EXERCISE DETAILS.
Rewrite every record below, changing each occurrence of "A single point per instance" to "One point per instance" and leaving everything else as it is.

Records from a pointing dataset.
◇ ◇ ◇

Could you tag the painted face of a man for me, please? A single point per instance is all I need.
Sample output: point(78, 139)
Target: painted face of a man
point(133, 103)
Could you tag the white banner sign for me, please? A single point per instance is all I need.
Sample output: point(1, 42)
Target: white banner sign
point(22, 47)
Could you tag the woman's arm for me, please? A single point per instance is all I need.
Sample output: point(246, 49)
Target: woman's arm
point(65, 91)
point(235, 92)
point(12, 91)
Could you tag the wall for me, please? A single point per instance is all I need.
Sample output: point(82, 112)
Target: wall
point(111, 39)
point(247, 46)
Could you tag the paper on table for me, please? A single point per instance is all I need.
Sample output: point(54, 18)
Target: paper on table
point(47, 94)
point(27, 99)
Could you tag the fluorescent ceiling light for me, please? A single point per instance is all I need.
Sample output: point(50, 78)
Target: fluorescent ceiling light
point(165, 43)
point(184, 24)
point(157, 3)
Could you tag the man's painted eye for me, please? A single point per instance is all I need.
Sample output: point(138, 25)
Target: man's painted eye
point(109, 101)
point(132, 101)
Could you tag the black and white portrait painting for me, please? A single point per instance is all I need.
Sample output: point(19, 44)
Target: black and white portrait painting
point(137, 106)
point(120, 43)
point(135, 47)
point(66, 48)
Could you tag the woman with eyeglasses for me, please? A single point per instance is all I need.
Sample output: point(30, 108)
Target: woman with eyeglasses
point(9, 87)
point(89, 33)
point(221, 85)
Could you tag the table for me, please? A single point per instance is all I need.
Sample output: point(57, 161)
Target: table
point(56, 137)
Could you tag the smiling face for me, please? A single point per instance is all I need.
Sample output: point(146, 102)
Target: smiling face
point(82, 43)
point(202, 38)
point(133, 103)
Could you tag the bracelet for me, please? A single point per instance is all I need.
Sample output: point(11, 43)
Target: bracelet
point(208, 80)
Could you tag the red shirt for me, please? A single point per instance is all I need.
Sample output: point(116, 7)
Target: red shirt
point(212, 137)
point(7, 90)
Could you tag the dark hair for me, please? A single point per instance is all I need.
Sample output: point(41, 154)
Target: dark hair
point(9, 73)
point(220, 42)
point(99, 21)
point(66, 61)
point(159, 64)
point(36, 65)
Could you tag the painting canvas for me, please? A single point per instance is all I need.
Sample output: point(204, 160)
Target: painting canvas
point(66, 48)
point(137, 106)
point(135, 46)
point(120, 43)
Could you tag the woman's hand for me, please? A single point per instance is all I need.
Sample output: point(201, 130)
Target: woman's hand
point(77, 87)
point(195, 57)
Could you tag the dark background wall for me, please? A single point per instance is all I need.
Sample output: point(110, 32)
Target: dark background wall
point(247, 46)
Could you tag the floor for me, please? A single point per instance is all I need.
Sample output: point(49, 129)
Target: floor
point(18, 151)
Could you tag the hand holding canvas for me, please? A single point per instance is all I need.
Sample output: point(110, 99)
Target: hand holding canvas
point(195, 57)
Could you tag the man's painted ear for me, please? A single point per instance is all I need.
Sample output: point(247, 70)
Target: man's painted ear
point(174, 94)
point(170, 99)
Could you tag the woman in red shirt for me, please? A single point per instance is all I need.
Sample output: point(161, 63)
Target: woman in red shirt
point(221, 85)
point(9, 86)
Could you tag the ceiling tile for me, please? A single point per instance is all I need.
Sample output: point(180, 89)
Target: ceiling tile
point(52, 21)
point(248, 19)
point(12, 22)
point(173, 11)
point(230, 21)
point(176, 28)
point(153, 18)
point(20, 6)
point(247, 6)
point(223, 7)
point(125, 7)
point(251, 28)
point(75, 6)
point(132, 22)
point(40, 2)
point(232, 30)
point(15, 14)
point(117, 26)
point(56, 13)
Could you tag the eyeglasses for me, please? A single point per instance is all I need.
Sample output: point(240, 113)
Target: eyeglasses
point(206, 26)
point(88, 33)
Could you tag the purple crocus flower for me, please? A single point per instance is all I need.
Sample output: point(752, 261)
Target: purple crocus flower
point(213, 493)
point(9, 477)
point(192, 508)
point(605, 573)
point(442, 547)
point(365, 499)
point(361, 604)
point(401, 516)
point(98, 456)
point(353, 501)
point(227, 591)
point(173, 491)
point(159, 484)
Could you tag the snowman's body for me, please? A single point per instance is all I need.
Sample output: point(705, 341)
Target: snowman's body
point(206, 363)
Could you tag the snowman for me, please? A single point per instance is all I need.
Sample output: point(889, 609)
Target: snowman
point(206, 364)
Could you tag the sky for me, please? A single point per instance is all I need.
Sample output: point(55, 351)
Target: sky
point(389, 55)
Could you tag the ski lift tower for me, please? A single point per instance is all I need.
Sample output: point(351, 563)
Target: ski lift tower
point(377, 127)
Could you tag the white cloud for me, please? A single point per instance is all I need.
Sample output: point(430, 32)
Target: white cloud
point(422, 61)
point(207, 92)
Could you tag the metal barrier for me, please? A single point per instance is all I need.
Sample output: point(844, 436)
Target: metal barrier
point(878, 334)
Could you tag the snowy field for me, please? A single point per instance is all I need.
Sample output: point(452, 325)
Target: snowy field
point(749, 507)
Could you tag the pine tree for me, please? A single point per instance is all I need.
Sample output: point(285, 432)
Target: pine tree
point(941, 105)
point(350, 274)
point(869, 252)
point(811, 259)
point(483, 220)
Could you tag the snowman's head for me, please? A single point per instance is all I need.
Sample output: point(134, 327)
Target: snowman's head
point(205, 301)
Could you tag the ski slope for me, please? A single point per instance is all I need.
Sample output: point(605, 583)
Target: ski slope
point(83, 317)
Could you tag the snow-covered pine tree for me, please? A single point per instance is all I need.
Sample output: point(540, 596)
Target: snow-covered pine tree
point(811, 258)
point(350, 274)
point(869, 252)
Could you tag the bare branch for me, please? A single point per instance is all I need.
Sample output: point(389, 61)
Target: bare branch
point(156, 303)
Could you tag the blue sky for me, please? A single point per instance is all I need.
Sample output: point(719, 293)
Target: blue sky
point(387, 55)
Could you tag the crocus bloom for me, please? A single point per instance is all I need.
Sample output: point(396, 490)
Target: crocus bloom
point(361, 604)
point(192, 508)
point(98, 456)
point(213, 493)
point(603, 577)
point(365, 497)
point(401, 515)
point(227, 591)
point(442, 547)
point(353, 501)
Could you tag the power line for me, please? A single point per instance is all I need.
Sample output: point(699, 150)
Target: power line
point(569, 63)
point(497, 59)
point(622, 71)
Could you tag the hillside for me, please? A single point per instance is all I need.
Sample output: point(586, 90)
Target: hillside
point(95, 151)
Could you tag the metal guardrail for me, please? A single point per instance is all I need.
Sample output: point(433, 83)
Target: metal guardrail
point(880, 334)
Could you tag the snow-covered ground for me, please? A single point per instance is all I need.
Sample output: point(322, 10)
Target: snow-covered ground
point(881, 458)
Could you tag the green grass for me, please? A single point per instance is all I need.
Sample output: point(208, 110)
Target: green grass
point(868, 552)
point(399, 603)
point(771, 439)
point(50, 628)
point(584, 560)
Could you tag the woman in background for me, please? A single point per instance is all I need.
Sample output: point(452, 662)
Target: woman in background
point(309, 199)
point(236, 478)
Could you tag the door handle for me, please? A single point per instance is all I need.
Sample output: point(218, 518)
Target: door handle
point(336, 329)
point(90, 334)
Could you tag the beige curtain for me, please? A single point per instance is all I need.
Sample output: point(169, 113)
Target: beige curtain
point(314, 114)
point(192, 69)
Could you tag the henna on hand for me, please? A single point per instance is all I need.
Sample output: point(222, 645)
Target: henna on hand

◇ ◇ ◇

ANSWER TO THIS TASK.
Could you tag the painted face of a man for me, please? One point per instance is all I need.
Sample output: point(78, 139)
Target: painted face of a man
point(133, 103)
Could you tag the white banner sign for me, please? One point per instance is all I need.
Sample output: point(1, 42)
Target: white banner sign
point(22, 47)
Could you tag the woman's arm for me, please? One point per instance is all I need.
Sample output: point(246, 49)
Target: woman's arm
point(65, 91)
point(235, 92)
point(12, 91)
Could you tag the wall for me, please? One point per instance is all I need.
Sample output: point(82, 112)
Target: wall
point(111, 39)
point(247, 46)
Could you tag the paper on table for me, please? One point per instance is all I need.
Sample output: point(54, 18)
Target: paper on table
point(47, 94)
point(27, 99)
Could you tag the fluorescent ceiling light for me, please? One point per instance is all I need.
Sample output: point(50, 78)
Target: fluorescent ceiling light
point(165, 43)
point(184, 24)
point(157, 3)
Could you tag the man's painted eye for me, please? One point per instance is all I need.
Sample output: point(138, 25)
Target: man's painted eye
point(109, 101)
point(132, 101)
Could you tag the black and white portrait painting for me, please? One point per instance is all I need.
Sample output: point(19, 44)
Target: black and white portrait painting
point(137, 106)
point(120, 43)
point(135, 47)
point(66, 48)
Could you tag the woman with eyeglasses for me, please? One point per instance is all I need.
Sample output: point(30, 108)
Target: woman with eyeglasses
point(9, 87)
point(89, 33)
point(221, 85)
Could you tag the table for me, please? One point per instance is all I need.
Sample output: point(57, 161)
Target: table
point(56, 137)
Could you tag the smiling face for me, please? One point per instance is all I need.
Sample output: point(146, 102)
Target: smiling face
point(82, 43)
point(202, 38)
point(133, 103)
Could you tag the bracelet for me, please? One point per instance is all I need.
Sample output: point(11, 43)
Target: bracelet
point(208, 80)
Could you tag the red shirt for me, please? One point per instance is all I need.
Sample output: point(116, 7)
Target: red shirt
point(212, 137)
point(7, 90)
Could you tag the dark hair for me, please? One point per instance is all I need.
Sample output: point(41, 154)
Target: dark hair
point(9, 73)
point(220, 42)
point(99, 21)
point(66, 61)
point(159, 64)
point(36, 65)
Could you tag the painting canvas for me, please? One point per instance is all I need.
Sample output: point(204, 160)
Target: painting canvas
point(66, 48)
point(137, 106)
point(135, 46)
point(120, 43)
Could you tag the woman's hand for me, please? One point per instance is all I need.
Sample output: point(201, 130)
Target: woman's hand
point(77, 87)
point(195, 57)
Could you tag the dark background wall for me, please? One point per instance is all I need.
Sample output: point(110, 32)
Target: dark background wall
point(247, 46)
Could you tag the floor for me, please? One point per instance is all I need.
Sample output: point(49, 129)
Target: floor
point(18, 151)
Could you tag the hand holding canvas for me, please? One point per instance is all I need.
Sample output: point(110, 99)
Target: hand holding canvas
point(195, 57)
Could you tag the man's painted ear for me, please? One point per instance is all I need.
Sample output: point(247, 70)
Target: man's painted ear
point(174, 94)
point(170, 99)
Could you tag the woman in red shirt for me, please? One point per instance is all I need.
Sample output: point(161, 63)
Target: woman in red shirt
point(221, 85)
point(9, 86)
Could you tag the ceiling tile for me, please? One point per instance is all I need.
Sample output: point(180, 89)
Target: ceiling tile
point(52, 21)
point(248, 19)
point(12, 22)
point(173, 11)
point(230, 21)
point(176, 28)
point(153, 18)
point(20, 6)
point(247, 6)
point(223, 7)
point(125, 7)
point(251, 28)
point(75, 6)
point(132, 22)
point(40, 2)
point(232, 30)
point(15, 14)
point(117, 26)
point(56, 13)
Could you tag the eyeglasses for me, please? One point per instance is all I need.
Sample output: point(240, 113)
Target: eyeglasses
point(206, 26)
point(88, 33)
Could you tag the purple crocus flower for me, please? One point per instance is all I need.
Sample output: point(752, 261)
Target: purple crocus flower
point(213, 493)
point(9, 477)
point(192, 508)
point(605, 573)
point(442, 547)
point(365, 499)
point(361, 604)
point(401, 516)
point(98, 456)
point(353, 501)
point(227, 591)
point(173, 491)
point(159, 484)
Could you tag the snowman's body for me, please? One point per instance is all I need.
Sample output: point(705, 341)
Target: snowman's body
point(206, 363)
Could you tag the snowman for me, please? One point per instance is all I need.
Sample output: point(889, 609)
Target: snowman
point(206, 364)
Could you tag the sky for me, please? One point per instance is all I need.
Sample output: point(55, 351)
Target: sky
point(389, 55)
Could you tag the ski lift tower for me, please? One point per instance is all I need.
Sample output: point(351, 563)
Target: ski lift tower
point(377, 127)
Could you tag the white cloud for me, please? One point per instance is all I need.
Sample output: point(430, 32)
Target: white cloud
point(422, 61)
point(207, 92)
Could you tag the metal barrier for me, please? One point per instance is all I need.
Sample output: point(844, 436)
Target: metal barrier
point(878, 334)
Could you tag the snowy field for me, please? One point per instance is all I need.
Sample output: point(452, 325)
Target: snowy field
point(749, 507)
Could you tag the pine tree for me, please? One point per instance is all I need.
Sample output: point(285, 432)
Target: pine tree
point(941, 105)
point(350, 274)
point(869, 252)
point(811, 259)
point(483, 220)
Could you tag the snowman's head for me, please? One point per instance is all I need.
Sample output: point(134, 327)
Target: snowman's head
point(205, 301)
Could you tag the ski slope for me, please? One point per instance is all I need.
Sample output: point(605, 583)
Target: ski slope
point(83, 317)
Could you tag the snow-covered pine tree for me, please? One point per instance is all I need.
Sample output: point(540, 596)
Target: snow-covered pine tree
point(811, 258)
point(350, 274)
point(869, 252)
Could you tag the bare branch for me, please? One point per instance is all I need.
Sample output: point(389, 61)
Target: bare branch
point(156, 303)
Could you tag the blue sky for me, please? One point per instance is all I need.
Sample output: point(719, 293)
Target: blue sky
point(387, 55)
Could you tag the crocus bloom for me, please? One point per instance is all I need.
Sample output: point(396, 490)
Target: crocus bloom
point(361, 604)
point(192, 508)
point(98, 456)
point(213, 493)
point(603, 577)
point(365, 497)
point(401, 515)
point(227, 591)
point(442, 547)
point(353, 501)
Could you tag the power line for me, please? One point per instance is all I need.
Sample output: point(699, 150)
Target: power line
point(569, 63)
point(497, 59)
point(622, 71)
Could you tag the hillside for me, please? One point per instance is all I need.
Sample output: point(586, 90)
Target: hillside
point(95, 151)
Could you tag the metal guardrail for me, please? One point per instance is all I need.
Sample output: point(433, 83)
Target: metal guardrail
point(880, 334)
Could you tag the snow-covered ground for me, please? One point per instance is all I need.
Sample output: point(322, 10)
Target: snow-covered ground
point(881, 458)
Could you tag the green grass for me, please? One point per instance is all I need.
Sample output: point(208, 110)
Target: green grass
point(868, 552)
point(399, 603)
point(771, 439)
point(50, 628)
point(584, 560)
Could you tag the woman in background for me, please? One point per instance is all I need.
Sample output: point(452, 662)
Target: woman in background
point(309, 199)
point(236, 478)
Could you tag the door handle for me, please? One point per instance is all I need.
Sample output: point(218, 518)
Target: door handle
point(336, 329)
point(90, 334)
Could you tag the beige curtain for me, please? One point per instance is all I need.
Sample output: point(169, 113)
Target: beige curtain
point(314, 114)
point(192, 69)
Could you tag the henna on hand for me, please? One point per instance is all I need.
Sample output: point(222, 645)
Target: henna on hand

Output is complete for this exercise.